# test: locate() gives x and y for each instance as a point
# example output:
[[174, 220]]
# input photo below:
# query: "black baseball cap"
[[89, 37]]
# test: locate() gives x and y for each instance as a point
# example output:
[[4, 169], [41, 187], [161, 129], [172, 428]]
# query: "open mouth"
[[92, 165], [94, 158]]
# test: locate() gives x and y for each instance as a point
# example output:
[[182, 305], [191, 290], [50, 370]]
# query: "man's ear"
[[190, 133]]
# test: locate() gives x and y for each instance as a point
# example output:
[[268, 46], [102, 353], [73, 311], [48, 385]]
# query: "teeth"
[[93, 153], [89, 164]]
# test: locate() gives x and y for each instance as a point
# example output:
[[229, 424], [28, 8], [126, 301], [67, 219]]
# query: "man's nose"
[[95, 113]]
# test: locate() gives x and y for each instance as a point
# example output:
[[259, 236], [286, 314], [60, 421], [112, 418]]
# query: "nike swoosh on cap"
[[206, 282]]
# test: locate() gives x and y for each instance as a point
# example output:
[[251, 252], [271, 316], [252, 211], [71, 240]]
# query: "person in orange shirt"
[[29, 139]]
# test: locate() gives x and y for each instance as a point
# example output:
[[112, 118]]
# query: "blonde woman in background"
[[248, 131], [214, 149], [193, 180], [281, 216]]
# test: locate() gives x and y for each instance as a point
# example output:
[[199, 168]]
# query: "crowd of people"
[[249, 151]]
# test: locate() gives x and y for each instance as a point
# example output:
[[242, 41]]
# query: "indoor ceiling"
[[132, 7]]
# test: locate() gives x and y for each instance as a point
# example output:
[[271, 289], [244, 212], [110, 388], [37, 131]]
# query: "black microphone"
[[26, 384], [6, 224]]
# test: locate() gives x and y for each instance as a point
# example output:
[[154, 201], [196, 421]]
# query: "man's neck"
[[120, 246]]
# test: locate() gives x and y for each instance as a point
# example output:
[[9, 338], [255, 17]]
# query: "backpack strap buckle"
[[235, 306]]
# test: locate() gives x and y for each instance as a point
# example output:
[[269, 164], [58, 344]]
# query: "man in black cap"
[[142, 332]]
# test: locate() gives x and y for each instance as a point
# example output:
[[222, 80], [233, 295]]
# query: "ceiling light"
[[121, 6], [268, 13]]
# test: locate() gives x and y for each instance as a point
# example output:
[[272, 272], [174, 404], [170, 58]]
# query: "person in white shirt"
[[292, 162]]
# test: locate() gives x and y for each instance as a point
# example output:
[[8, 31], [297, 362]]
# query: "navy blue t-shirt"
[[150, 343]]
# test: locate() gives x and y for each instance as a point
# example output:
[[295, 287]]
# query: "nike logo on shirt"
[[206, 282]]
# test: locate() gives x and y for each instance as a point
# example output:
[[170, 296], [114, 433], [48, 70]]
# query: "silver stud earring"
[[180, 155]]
---*---
Work request >> Extract the entries above verbatim.

Exercise answer >>
# test: locate() gives x and y for each instance as a point
# example output:
[[174, 220]]
# input photo below:
# query: "black baseball cap"
[[89, 37]]
# test: locate() gives x and y for each instance as a point
# example output:
[[4, 169], [41, 187], [161, 129], [172, 428]]
# query: "open mouth"
[[92, 165], [94, 158]]
# test: locate() gives x and y for each instance as a point
# example output:
[[182, 305], [191, 290], [50, 370]]
# query: "man's ear"
[[190, 133]]
# test: locate() gives x and y for each instance as a point
# example output:
[[268, 46], [102, 353], [73, 311], [48, 385]]
# query: "teeth"
[[93, 153], [89, 164]]
# test: locate() gives x and y for each instance as a point
# example output:
[[229, 424], [28, 8], [126, 301], [67, 219]]
# query: "man's nose"
[[95, 113]]
# test: locate() gives x and y for each instance as a point
# example output:
[[259, 236], [286, 314], [60, 421], [112, 418]]
# query: "nike swoosh on cap"
[[206, 282]]
# test: locate() gives x and y for each instance as a point
# example output:
[[251, 252], [271, 316], [252, 211], [71, 240]]
# query: "person in orange shirt"
[[29, 139]]
# test: locate() gives x and y for each instance as a point
# example output:
[[112, 118]]
# query: "blonde woman in background"
[[248, 131], [214, 149], [193, 180], [281, 216]]
# test: locate() gives x and y for each instance as a point
# example output:
[[199, 168]]
# query: "crowd of people"
[[249, 151]]
# test: locate() gives x and y for each instance as a point
# example output:
[[242, 41]]
# query: "indoor ceiling"
[[132, 7]]
# test: locate() gives x and y for each instance as a point
# example output:
[[271, 289], [244, 212], [110, 388], [37, 131]]
# query: "black microphone"
[[26, 384], [6, 224]]
# test: locate() gives x and y for each instance as a point
# example output:
[[154, 201], [196, 421]]
# query: "man's neck"
[[120, 246]]
# test: locate() gives x and y for each instance as a point
# example output:
[[9, 338], [255, 17]]
# query: "backpack strap buckle"
[[235, 306]]
# test: locate() gives x and y for each instance as a point
# example output:
[[269, 164], [58, 344]]
# query: "man in black cap"
[[142, 332]]
# test: locate() gives x and y for each instance as a point
# example output:
[[222, 80], [233, 295]]
# query: "ceiling light"
[[121, 6], [268, 13]]
# test: locate() gives x and y for each instance as a point
# example output:
[[272, 272], [174, 404], [170, 58]]
# query: "person in white shirt"
[[292, 162]]
# test: locate() gives x and y for each instance as a point
# example output:
[[8, 31], [297, 362]]
# query: "navy blue t-shirt"
[[150, 343]]
# test: locate() gives x and y for each instance as a point
# example output:
[[295, 287]]
# query: "nike logo on shirt"
[[206, 282]]
# test: locate() gives x and y for each instance as a point
# example output:
[[170, 296], [114, 433], [48, 70]]
# query: "silver stud earring"
[[180, 155]]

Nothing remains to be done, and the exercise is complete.